(Directive): For the entries that appear below, write out the exact text and omit the pictures.

(Data):
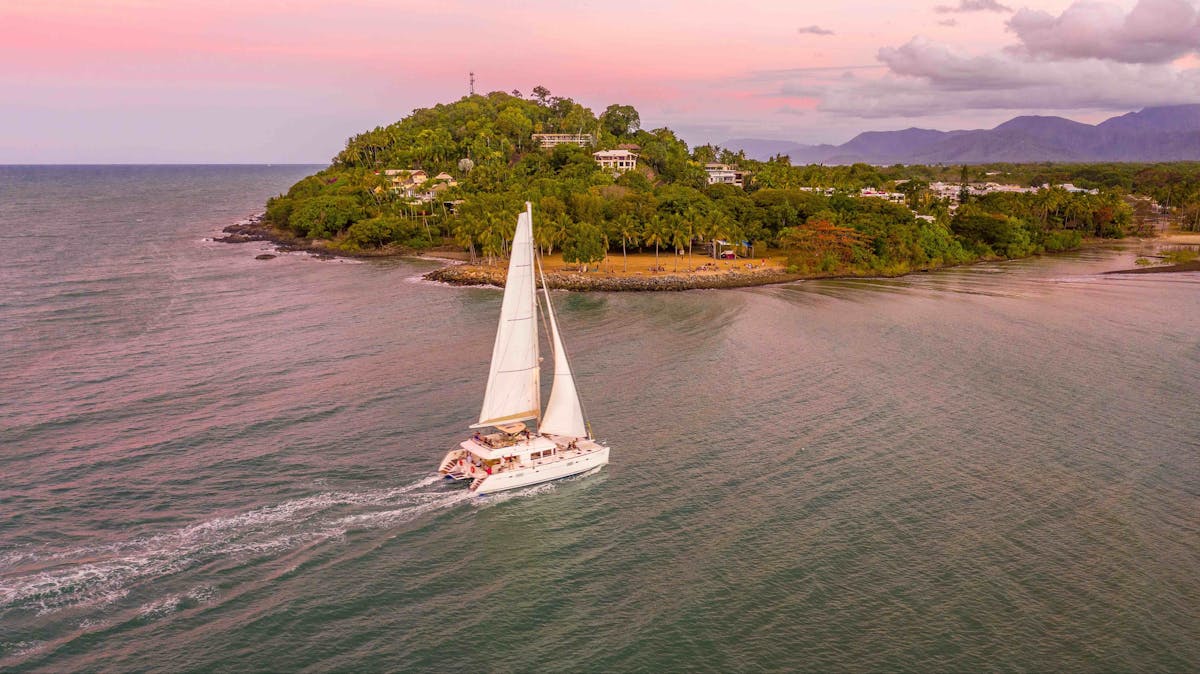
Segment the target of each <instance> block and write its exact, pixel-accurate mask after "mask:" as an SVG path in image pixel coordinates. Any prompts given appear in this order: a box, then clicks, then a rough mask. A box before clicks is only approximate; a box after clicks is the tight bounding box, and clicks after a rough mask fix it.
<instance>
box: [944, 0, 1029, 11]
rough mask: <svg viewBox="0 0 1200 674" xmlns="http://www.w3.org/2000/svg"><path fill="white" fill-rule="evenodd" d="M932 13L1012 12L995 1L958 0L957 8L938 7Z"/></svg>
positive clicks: (1012, 8) (1002, 5)
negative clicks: (935, 12) (958, 1)
mask: <svg viewBox="0 0 1200 674" xmlns="http://www.w3.org/2000/svg"><path fill="white" fill-rule="evenodd" d="M934 11H935V12H937V13H941V14H947V13H950V12H955V13H956V12H1012V11H1013V8H1012V7H1008V6H1006V5H1001V4H1000V2H997V1H996V0H959V4H958V6H950V5H938V6H936V7H934Z"/></svg>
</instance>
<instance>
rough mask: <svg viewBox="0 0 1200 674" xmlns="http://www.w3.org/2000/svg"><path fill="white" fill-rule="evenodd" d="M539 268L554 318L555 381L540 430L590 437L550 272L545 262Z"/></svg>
mask: <svg viewBox="0 0 1200 674" xmlns="http://www.w3.org/2000/svg"><path fill="white" fill-rule="evenodd" d="M538 272H539V275H540V276H541V293H542V296H544V299H545V301H546V315H547V317H548V318H550V337H551V341H550V343H551V347H552V348H553V349H554V378H553V379H552V381H553V384H551V387H550V399H548V401H547V402H546V414H545V415H542V417H541V423H539V425H538V431H540V432H542V433H551V434H553V435H565V437H568V438H590V434H589V433H588V427H587V422H586V421H584V419H583V404H582V403H581V402H580V392H578V390H577V389H576V386H575V377H574V375H572V374H571V365H570V363H569V362H568V360H566V349H565V348H563V337H562V335H559V332H558V320H556V319H554V306H553V305H552V303H551V302H550V288H547V285H546V275H545V273H542V271H541V264H539V265H538Z"/></svg>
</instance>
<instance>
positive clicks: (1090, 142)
mask: <svg viewBox="0 0 1200 674" xmlns="http://www.w3.org/2000/svg"><path fill="white" fill-rule="evenodd" d="M721 146H722V148H730V149H734V150H738V149H740V150H745V152H746V156H749V157H751V158H756V160H767V158H769V157H770V156H773V155H787V156H788V157H791V160H792V163H793V164H811V163H824V164H850V163H856V162H864V163H871V164H896V163H901V164H936V163H954V164H982V163H994V162H1009V163H1024V162H1170V161H1200V104H1190V106H1166V107H1159V108H1145V109H1142V110H1140V112H1136V113H1129V114H1124V115H1121V116H1116V118H1112V119H1109V120H1105V121H1103V122H1100V124H1097V125H1090V124H1081V122H1078V121H1072V120H1068V119H1064V118H1056V116H1037V115H1030V116H1019V118H1013V119H1010V120H1008V121H1006V122H1004V124H1002V125H1000V126H997V127H995V128H988V130H973V131H934V130H929V128H906V130H904V131H869V132H865V133H859V134H858V136H856V137H854V138H852V139H851V140H850V142H848V143H845V144H842V145H802V144H798V143H788V142H786V140H762V139H754V138H739V139H733V140H727V142H725V143H722V144H721Z"/></svg>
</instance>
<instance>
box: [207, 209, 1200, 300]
mask: <svg viewBox="0 0 1200 674" xmlns="http://www.w3.org/2000/svg"><path fill="white" fill-rule="evenodd" d="M222 231H223V233H224V234H226V235H224V236H221V237H216V239H214V241H220V242H222V243H247V242H252V241H266V242H269V243H272V245H275V247H276V249H277V252H281V253H292V252H304V253H308V254H311V255H313V257H316V258H319V259H336V258H392V257H401V255H416V252H415V251H410V249H407V248H402V247H394V246H392V247H384V248H379V249H376V251H343V249H340V248H332V247H330V246H328V242H325V241H322V240H308V239H301V237H299V236H294V235H293V234H290V233H288V231H283V230H281V229H276V228H275V227H271V225H270V224H268V223H266V222H264V221H263V215H262V213H257V215H252V216H250V217H247V218H246V219H244V221H240V222H236V223H234V224H230V225H227V227H226V228H223V229H222ZM272 258H275V255H274V254H269V253H264V254H259V255H256V259H259V260H269V259H272ZM426 259H430V258H426ZM440 261H444V263H445V264H446V266H443V267H442V269H437V270H434V271H431V272H428V273H426V275H424V278H425V279H427V281H434V282H438V283H446V284H450V285H492V287H499V288H503V287H504V277H505V267H503V266H496V267H481V266H476V265H467V264H461V263H460V261H458V260H454V259H442V260H440ZM914 271H922V270H914ZM1180 271H1200V260H1193V261H1188V263H1182V264H1176V265H1163V266H1151V267H1140V269H1129V270H1120V271H1109V272H1105V273H1164V272H1180ZM828 277H832V275H816V276H814V275H802V273H790V272H787V271H784V270H780V269H760V270H737V269H733V270H728V271H725V272H721V273H678V272H676V273H672V272H661V273H648V275H635V276H616V275H611V273H605V272H586V273H583V272H575V271H553V272H548V273H546V282H547V284H548V285H550V288H552V289H556V290H577V291H635V293H646V291H682V290H701V289H718V288H748V287H754V285H772V284H775V283H788V282H792V281H802V279H810V278H828Z"/></svg>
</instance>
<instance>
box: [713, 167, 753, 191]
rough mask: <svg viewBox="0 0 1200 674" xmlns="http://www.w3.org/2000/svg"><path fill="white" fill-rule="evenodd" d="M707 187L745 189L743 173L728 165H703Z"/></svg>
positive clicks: (744, 172)
mask: <svg viewBox="0 0 1200 674" xmlns="http://www.w3.org/2000/svg"><path fill="white" fill-rule="evenodd" d="M704 173H707V174H708V183H709V185H718V183H720V185H733V186H737V187H745V175H746V174H745V171H744V170H742V169H738V168H736V167H731V166H730V164H715V163H712V164H704Z"/></svg>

(Finished exercise):
Segment the target of each <instance> block and write its exact, pixel-accurate mask after "mask:" as an SVG path in image pixel coordinates. Any prompts given appear in this order: a box, then clicks, then a rough mask. A box before clicks is only approximate; a box after clicks is the tight bounding box, and clicks after a rough mask fix it.
<instance>
box: [944, 0, 1029, 11]
rough mask: <svg viewBox="0 0 1200 674" xmlns="http://www.w3.org/2000/svg"><path fill="white" fill-rule="evenodd" d="M932 13L1012 12L995 1L958 0L957 8L938 7Z"/></svg>
positive clicks: (1012, 8) (1002, 5)
negative clicks: (935, 12) (958, 1)
mask: <svg viewBox="0 0 1200 674" xmlns="http://www.w3.org/2000/svg"><path fill="white" fill-rule="evenodd" d="M934 11H935V12H937V13H941V14H947V13H950V12H955V13H956V12H1012V11H1013V8H1012V7H1008V6H1006V5H1001V4H1000V2H997V1H996V0H959V4H958V6H950V5H938V6H936V7H934Z"/></svg>
</instance>
<instance>
rough mask: <svg viewBox="0 0 1200 674" xmlns="http://www.w3.org/2000/svg"><path fill="white" fill-rule="evenodd" d="M539 268L554 318L555 381L540 430L590 437L550 272L545 262Z"/></svg>
mask: <svg viewBox="0 0 1200 674" xmlns="http://www.w3.org/2000/svg"><path fill="white" fill-rule="evenodd" d="M538 272H539V275H540V276H541V293H542V296H544V299H545V301H546V315H547V317H548V318H550V337H551V341H550V343H551V347H552V348H553V349H554V378H553V379H552V381H553V384H551V387H550V399H548V401H547V402H546V414H545V415H542V417H541V423H539V425H538V431H540V432H542V433H551V434H553V435H565V437H568V438H590V434H589V433H588V427H587V422H586V421H584V419H583V404H582V403H581V402H580V392H578V390H577V389H576V386H575V377H574V375H572V374H571V365H570V363H569V362H568V360H566V349H565V348H563V337H562V335H559V332H558V320H556V319H554V306H553V305H552V303H551V302H550V288H547V285H546V275H545V273H542V271H541V264H539V265H538Z"/></svg>
</instance>
<instance>
positive clicks: (1090, 142)
mask: <svg viewBox="0 0 1200 674" xmlns="http://www.w3.org/2000/svg"><path fill="white" fill-rule="evenodd" d="M721 146H722V148H730V149H734V150H738V149H740V150H745V152H746V156H749V157H751V158H756V160H767V158H769V157H770V156H773V155H787V156H788V157H791V160H792V163H793V164H811V163H824V164H850V163H856V162H864V163H871V164H896V163H901V164H936V163H954V164H982V163H994V162H1009V163H1024V162H1170V161H1200V104H1190V106H1166V107H1159V108H1145V109H1142V110H1140V112H1136V113H1129V114H1124V115H1121V116H1116V118H1112V119H1109V120H1105V121H1103V122H1100V124H1097V125H1090V124H1081V122H1078V121H1072V120H1068V119H1064V118H1056V116H1037V115H1030V116H1019V118H1013V119H1010V120H1008V121H1006V122H1004V124H1002V125H1000V126H997V127H995V128H988V130H973V131H934V130H929V128H906V130H904V131H869V132H865V133H859V134H858V136H856V137H854V138H852V139H851V140H850V142H848V143H845V144H842V145H802V144H798V143H788V142H786V140H762V139H754V138H739V139H733V140H727V142H725V143H722V144H721Z"/></svg>
</instance>
<instance>
box: [207, 209, 1200, 300]
mask: <svg viewBox="0 0 1200 674" xmlns="http://www.w3.org/2000/svg"><path fill="white" fill-rule="evenodd" d="M222 231H223V233H224V234H226V235H224V236H221V237H216V239H214V241H220V242H222V243H247V242H252V241H266V242H269V243H272V245H275V247H276V249H277V252H281V253H292V252H304V253H308V254H311V255H313V257H316V258H319V259H336V258H392V257H401V255H416V252H415V251H410V249H407V248H402V247H394V246H392V247H384V248H379V249H376V251H343V249H340V248H332V247H330V246H328V242H325V241H322V240H308V239H301V237H299V236H294V235H293V234H290V233H288V231H283V230H281V229H276V228H275V227H271V225H270V224H268V223H266V222H264V221H263V215H262V213H257V215H252V216H250V217H247V218H246V219H244V221H240V222H236V223H234V224H230V225H227V227H226V228H223V229H222ZM272 258H275V255H274V254H269V253H264V254H259V255H256V259H259V260H269V259H272ZM426 259H430V258H426ZM440 261H444V263H445V264H446V266H443V267H442V269H437V270H434V271H431V272H428V273H426V275H424V278H425V279H427V281H434V282H438V283H446V284H450V285H492V287H499V288H503V287H504V277H505V267H503V266H496V267H481V266H476V265H467V264H461V263H460V261H458V260H454V259H442V260H440ZM914 271H922V270H914ZM1180 271H1200V260H1193V261H1188V263H1182V264H1176V265H1163V266H1151V267H1140V269H1129V270H1120V271H1109V272H1105V273H1164V272H1180ZM828 277H832V275H816V276H814V275H802V273H790V272H787V271H784V270H780V269H760V270H737V269H733V270H728V271H725V272H721V273H678V272H676V273H672V272H661V273H648V275H635V276H616V275H611V273H605V272H586V273H583V272H575V271H553V272H548V273H546V282H547V284H548V285H550V288H552V289H556V290H577V291H635V293H646V291H682V290H701V289H718V288H748V287H754V285H772V284H775V283H788V282H792V281H802V279H810V278H828Z"/></svg>
</instance>
<instance>
box: [713, 167, 753, 191]
rough mask: <svg viewBox="0 0 1200 674" xmlns="http://www.w3.org/2000/svg"><path fill="white" fill-rule="evenodd" d="M707 187L745 189L743 173L728 165H703Z"/></svg>
positive clicks: (744, 172)
mask: <svg viewBox="0 0 1200 674" xmlns="http://www.w3.org/2000/svg"><path fill="white" fill-rule="evenodd" d="M704 173H707V174H708V183H709V185H718V183H720V185H733V186H737V187H745V175H746V174H745V171H744V170H742V169H738V168H736V167H731V166H730V164H715V163H712V164H704Z"/></svg>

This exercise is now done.